## start MATERIAL PROVIDED

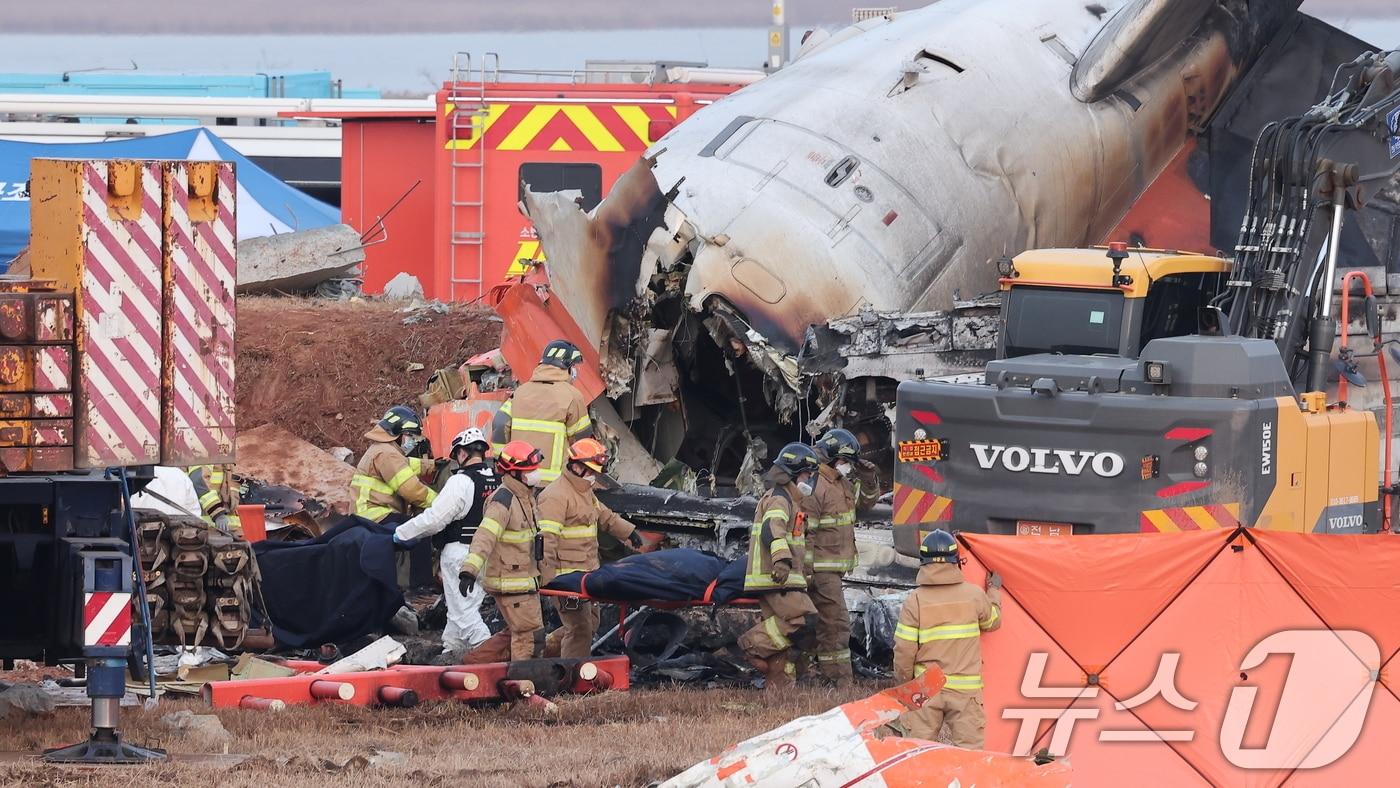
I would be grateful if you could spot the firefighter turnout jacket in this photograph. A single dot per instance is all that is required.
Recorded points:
(503, 550)
(941, 624)
(570, 517)
(830, 524)
(457, 511)
(217, 493)
(777, 535)
(385, 482)
(548, 413)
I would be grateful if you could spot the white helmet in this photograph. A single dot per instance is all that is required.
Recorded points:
(468, 438)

## end MATERIAL PROVIDED

_THE TASK_
Output the lines of these items as a Markdown table with the columns No. and Line, numbering each row and leaving out blank lines. Keep the pictures out of the answer.

_RESPONSE BELOW_
| No. | Line |
|---|---|
| 1 | I would be grateful if you could spot the firefighter turnout jacket in this photograph. A single dot per instance is all that is required. |
| 2 | Recorded points: |
| 3 | (503, 550) |
| 4 | (941, 624) |
| 5 | (570, 517) |
| 6 | (830, 524) |
| 7 | (457, 511) |
| 8 | (217, 493) |
| 9 | (777, 535) |
| 10 | (385, 482) |
| 11 | (548, 413) |
| 12 | I would be grateful if you could spot the white helmet in this photograph. A single dot per instance is all that is required. |
| 13 | Recorded points: |
| 14 | (468, 438) |